WORK TASK
Reproduce each record exactly, leaving nothing out.
─── DATA EXTRACTS
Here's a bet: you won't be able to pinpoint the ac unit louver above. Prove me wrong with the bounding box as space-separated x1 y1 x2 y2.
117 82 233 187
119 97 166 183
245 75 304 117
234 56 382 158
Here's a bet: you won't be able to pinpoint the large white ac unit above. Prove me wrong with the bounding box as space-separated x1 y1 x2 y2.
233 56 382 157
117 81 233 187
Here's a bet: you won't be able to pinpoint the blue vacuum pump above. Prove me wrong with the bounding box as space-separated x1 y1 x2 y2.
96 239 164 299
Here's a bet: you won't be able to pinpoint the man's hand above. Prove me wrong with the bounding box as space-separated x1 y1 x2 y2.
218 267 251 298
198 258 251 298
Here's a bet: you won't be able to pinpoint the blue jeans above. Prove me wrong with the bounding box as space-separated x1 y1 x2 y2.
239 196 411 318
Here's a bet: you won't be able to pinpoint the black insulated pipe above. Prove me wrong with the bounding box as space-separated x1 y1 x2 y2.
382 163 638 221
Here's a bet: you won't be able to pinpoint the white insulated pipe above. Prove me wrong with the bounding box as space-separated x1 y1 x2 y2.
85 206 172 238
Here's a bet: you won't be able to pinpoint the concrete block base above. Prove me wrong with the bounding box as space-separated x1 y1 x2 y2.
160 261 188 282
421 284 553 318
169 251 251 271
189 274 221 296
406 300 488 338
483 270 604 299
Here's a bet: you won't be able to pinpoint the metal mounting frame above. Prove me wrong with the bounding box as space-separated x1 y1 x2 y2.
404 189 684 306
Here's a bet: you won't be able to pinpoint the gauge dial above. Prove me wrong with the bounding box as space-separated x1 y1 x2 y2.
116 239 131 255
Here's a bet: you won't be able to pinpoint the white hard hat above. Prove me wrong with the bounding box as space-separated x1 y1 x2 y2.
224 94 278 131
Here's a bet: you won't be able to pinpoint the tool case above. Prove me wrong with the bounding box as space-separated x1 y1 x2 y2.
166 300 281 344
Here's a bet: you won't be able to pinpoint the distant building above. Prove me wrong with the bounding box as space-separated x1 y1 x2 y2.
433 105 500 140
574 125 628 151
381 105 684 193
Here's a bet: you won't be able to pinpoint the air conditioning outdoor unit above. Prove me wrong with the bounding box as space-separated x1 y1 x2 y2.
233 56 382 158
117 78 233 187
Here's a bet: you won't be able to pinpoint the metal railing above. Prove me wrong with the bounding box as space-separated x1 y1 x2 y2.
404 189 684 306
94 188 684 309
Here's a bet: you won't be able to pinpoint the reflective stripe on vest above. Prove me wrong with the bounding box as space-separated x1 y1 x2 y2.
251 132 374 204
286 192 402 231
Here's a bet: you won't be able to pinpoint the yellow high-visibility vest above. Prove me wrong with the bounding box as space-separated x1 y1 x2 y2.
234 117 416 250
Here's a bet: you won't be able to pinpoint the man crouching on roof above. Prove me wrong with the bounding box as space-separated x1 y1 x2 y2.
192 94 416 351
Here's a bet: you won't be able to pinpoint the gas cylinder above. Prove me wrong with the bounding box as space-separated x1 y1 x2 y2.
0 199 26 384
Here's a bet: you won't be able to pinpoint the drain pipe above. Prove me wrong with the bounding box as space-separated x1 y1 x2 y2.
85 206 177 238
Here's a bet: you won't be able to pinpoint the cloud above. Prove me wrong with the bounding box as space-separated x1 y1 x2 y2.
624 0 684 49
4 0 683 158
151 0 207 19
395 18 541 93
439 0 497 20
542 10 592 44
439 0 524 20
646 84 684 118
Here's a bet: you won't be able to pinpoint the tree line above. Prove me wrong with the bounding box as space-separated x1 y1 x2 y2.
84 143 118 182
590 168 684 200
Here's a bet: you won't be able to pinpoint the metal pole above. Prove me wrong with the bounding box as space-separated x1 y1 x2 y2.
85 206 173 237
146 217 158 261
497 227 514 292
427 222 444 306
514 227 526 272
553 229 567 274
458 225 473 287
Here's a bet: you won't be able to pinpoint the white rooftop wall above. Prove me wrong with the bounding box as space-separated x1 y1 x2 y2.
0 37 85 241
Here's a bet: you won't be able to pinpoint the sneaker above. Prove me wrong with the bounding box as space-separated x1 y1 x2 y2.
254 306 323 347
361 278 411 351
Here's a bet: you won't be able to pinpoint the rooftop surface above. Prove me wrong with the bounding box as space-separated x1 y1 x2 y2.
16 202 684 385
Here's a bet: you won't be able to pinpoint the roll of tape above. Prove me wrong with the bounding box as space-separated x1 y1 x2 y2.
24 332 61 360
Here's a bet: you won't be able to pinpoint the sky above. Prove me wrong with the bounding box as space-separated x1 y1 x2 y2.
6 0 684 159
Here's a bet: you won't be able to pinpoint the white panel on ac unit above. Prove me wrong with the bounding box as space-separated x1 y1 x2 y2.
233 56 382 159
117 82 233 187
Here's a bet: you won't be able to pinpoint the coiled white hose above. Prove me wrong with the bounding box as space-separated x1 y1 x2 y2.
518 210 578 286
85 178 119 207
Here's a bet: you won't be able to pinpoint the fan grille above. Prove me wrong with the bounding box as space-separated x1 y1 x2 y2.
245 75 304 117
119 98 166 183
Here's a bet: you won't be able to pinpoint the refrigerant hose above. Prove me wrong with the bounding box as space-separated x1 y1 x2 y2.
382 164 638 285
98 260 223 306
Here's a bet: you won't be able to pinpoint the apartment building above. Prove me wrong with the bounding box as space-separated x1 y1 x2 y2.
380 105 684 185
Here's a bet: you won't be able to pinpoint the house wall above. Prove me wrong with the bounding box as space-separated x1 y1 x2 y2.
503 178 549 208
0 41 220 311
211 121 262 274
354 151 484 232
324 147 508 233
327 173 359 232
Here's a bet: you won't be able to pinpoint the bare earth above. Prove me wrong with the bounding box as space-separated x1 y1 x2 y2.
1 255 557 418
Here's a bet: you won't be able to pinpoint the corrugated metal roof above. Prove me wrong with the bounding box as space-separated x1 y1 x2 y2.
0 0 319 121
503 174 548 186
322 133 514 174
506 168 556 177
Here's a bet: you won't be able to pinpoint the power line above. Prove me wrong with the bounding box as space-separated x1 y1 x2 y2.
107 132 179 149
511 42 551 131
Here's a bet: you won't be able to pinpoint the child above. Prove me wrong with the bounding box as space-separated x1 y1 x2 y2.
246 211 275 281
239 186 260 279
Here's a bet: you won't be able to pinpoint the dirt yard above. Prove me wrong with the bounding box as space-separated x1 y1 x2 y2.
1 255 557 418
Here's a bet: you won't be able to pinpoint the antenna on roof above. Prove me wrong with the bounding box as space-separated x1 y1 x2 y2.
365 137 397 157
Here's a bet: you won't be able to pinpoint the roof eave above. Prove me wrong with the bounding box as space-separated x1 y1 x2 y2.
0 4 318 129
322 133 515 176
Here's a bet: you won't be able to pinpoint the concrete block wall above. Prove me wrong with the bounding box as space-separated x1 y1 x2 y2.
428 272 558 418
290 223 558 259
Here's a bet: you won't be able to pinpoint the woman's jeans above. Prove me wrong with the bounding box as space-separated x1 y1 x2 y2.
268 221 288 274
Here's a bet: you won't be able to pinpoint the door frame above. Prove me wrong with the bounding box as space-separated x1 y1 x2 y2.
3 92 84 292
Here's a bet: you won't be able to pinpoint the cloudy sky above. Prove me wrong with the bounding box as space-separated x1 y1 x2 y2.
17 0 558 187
──────
OUTPUT OF THE TASK
Here's a bet: you won't be able to pinpoint the ac unit louver above. Prove me wrong with the bounding box as space-separated x1 y1 x2 y2.
117 82 233 187
119 97 166 183
245 75 304 117
234 56 382 158
Here's a bet: you won't be able to pinpoint the large white ac unit above. Prove me wrong with the bounding box as space-separated x1 y1 x2 y2.
233 56 382 157
117 81 233 187
Here's a bet: you won't be able to pinpoint the blue vacuum pump above. Prove me wrong with the bounding box as space-separated x1 y1 x2 y2.
96 239 164 299
Here's a bet: you won't be able to pinpoint the man's hand above. Prove me wrong with the bounding box as space-separated x1 y1 x2 y2.
218 267 251 298
198 258 251 298
Here's a bet: you won't be able to pinpoint the blue jeans above. Prove me wrong with the bounding box as space-separated x1 y1 x2 y2.
239 196 411 318
Here's a bet: you won't be able to pinpoint the black insulated pipe above. Prove me wrong with the bounding box as space-separated x1 y1 x2 y2.
382 163 638 221
Here's a bet: you won't be able to pinpoint the white insulated pipe above. Prove me wrong with the bounding box as space-separated x1 y1 x2 y2.
85 206 172 238
Here's a bet: you won't be able to pinpoint the concrete block base above. Prove me wrong with the bounding box as space-separated x1 y1 x2 y2.
160 261 188 282
421 284 553 318
169 251 251 271
189 274 221 296
406 300 488 338
483 270 604 299
Here's a bet: you won't be able to pinpoint the metal mounting frame above. Prove me wrong with the bounding box as space-separated x1 y1 x2 y2.
404 189 684 306
Here's a bet: you won't be able to pinpoint the gauge dial above. Prove me wrong with the bounding box as space-separated x1 y1 x2 y2.
116 239 131 255
Here's a bet: you won't be able to pinpoint the white hard hat above. Prove me wrong with the bounding box as space-separated x1 y1 x2 y2.
224 94 278 131
Here's a bet: you won't be able to pinpoint the tool case above. Prove me wrong with the bounding box as space-separated x1 y1 x2 y2.
166 300 281 344
Here's a bet: you won't be able to pinpoint the distant building above. Prove me wrong with the bounding box as space-separated x1 y1 x2 y2.
433 105 500 140
574 125 628 151
381 105 684 193
Here's a bet: you won't be able to pinpoint the air conditioning outdoor unit above. Prove me wrong with the bounding box as space-separated x1 y1 x2 y2.
233 56 382 158
117 78 233 187
Here's a bet: you won't be able to pinpoint the metal railing above. Prove me wrong with the bounding box as space-separated x1 y1 x2 y2.
404 189 684 306
94 188 684 309
Here's a bet: you won't be able to pinpoint the reflective stripe on vest above. Prove me wrong with the bounding box as space-separated x1 y1 x2 y2.
251 132 374 204
286 192 402 231
Here's a bet: you won't be able to pinpoint the yellow high-visibility vest above. Prove me wrong with the bounding box as space-separated x1 y1 x2 y2.
234 117 416 250
Here's a bet: you won't be able to pinpoint the man crouching on roof above. Prove me wrong with the bounding box as space-separated x1 y1 x2 y2.
192 94 416 351
Here's a bet: you won't be able to pinpoint the gas cylinder above. Prove me wrong with the bounding box as space-separated x1 y1 x2 y2.
0 199 26 384
Here's a bet: you won't be able to pinpoint the drain pipe above. Prove me wrong with the bounding box as space-separated x1 y1 x2 y2.
85 206 177 238
Here's a bet: you won't be able to pinpoint the cloud above. Prove me wrong with the bounding box as space-separated x1 y1 x2 y2.
624 0 684 49
4 0 683 158
151 0 207 19
395 18 541 93
439 0 497 20
542 10 592 44
439 0 524 20
646 84 684 118
Here's a bet: you won't be able to pinpoint the tree line above. Prove me wrong with the bounding box as space-separated x1 y1 x2 y2.
84 143 118 182
590 168 684 200
Here's a bet: you won't be able to pinpoint the metal pole above. Prove me wrong with the bounding box as space-separated x1 y1 x2 y2.
85 206 173 237
146 217 158 261
497 227 514 292
427 222 444 306
514 227 526 272
553 229 567 274
458 225 473 287
Here's a bet: you won't be able to pinpoint the white rooftop wall above. Prove me wrong with the bounding box as space-separated x1 y1 x2 y2.
0 37 85 241
Here's a bet: you won't be able to pinpoint the sneaker above. Prove me wrong with the bounding box as space-separated x1 y1 x2 y2.
254 306 323 347
361 278 411 351
Here's a bet: you won't be able to pinpoint the rooftop surface above. Prove me wrong with the bounding box as space-separated x1 y1 x2 y2.
16 202 684 385
Here's a bet: you won't be able to pinpoint the roll of tape above. Prove me wrong with the bounding box as space-separated x1 y1 x2 y2.
24 332 61 360
Here's a bet: you won't be able to pinpoint the sky above. Prove me wrong with the bounding box as space-separated x1 y1 x2 y2.
6 0 684 159
Here's a bet: you won't be able to pinpoint the white panel on ac unit above. Prove me wrong with the bounding box as space-separated x1 y1 x2 y2.
233 56 382 159
117 82 233 187
Here's a bet: you won't be able to pinpoint the coiled white hose above. Prove me wrong with the bounding box as space-separated x1 y1 x2 y2.
518 210 578 286
85 178 119 207
Here's a bet: you won't be able to pinpoint the fan grille above. Prove me wrong with the bounding box as space-separated x1 y1 x2 y2.
245 75 304 117
119 98 166 183
Here's a bet: you won't be able to pinpoint the refrigerant hose above. Prove me wrong with the bounding box as space-separated x1 y1 x2 y2.
382 164 638 285
98 260 223 306
Here's a bet: you won't be able to pinpoint the apartment building above. Prove me wrong with the bounding box as space-separated x1 y1 x2 y2.
380 105 684 185
Here's a bet: you won't be able to pinpoint the house wall above. Prove me wrong with the bounding box as space-separated x1 y1 x2 y2.
503 178 549 208
0 41 220 311
211 121 262 274
354 151 484 232
324 147 508 233
327 173 359 232
Here's a bet: you won't be able to pinpoint the bare earth above. Prove me wrong with the bounding box as space-separated x1 y1 x2 y2.
1 255 557 418
Here's a bet: you won't be able to pinpoint the corrugated metal roof above. Prove me wrong with the bounding box as space-separated x1 y1 x2 y2.
0 0 319 121
503 174 548 186
322 133 514 174
506 168 556 177
Here's a bet: you won't be able to pinpoint the power line above. Prove me wrong with the bounding box as space-separated x1 y1 x2 y2.
107 132 179 149
511 42 551 131
Here's a bet: you won't be able to pinpoint the child above. Prove me wrong with the bounding box as space-separated x1 y1 x2 y2.
246 211 275 281
239 186 260 279
Here's a bet: you won't be able to pinpoint the dirt yard above. Prove me wrong with the bounding box as space-separated x1 y1 x2 y2.
1 255 557 418
Here's a bet: you won't be able to pinpoint the antenna on roof above. Prove me wrong with the bounding box as space-separated x1 y1 x2 y2.
365 137 397 157
Here's a bet: you won't be able to pinpoint the roof eave above. Prove me wrong with the bounding box as space-separated x1 y1 x2 y2.
0 4 318 129
322 133 515 176
Here's a bet: you won't be able to pinpoint the concrete block wall above. Prove me wrong with the bounding box as space-separated x1 y1 x2 y2.
428 272 558 418
290 223 558 259
Here's a bet: you won't be able to pinpoint the woman's jeans above. Prove me wrong with the bounding box as space-separated x1 y1 x2 y2.
268 221 288 274
Here's a bet: you won't be able to pinpoint the door frame above. Prove me wrong with the bounding box as space-separated x1 y1 x2 y2.
3 92 84 292
Here's a bet: you won't be able to pinpoint the cloudy sky above. Prove me wrong with the bounding box as space-separated x1 y1 x2 y2.
17 0 558 187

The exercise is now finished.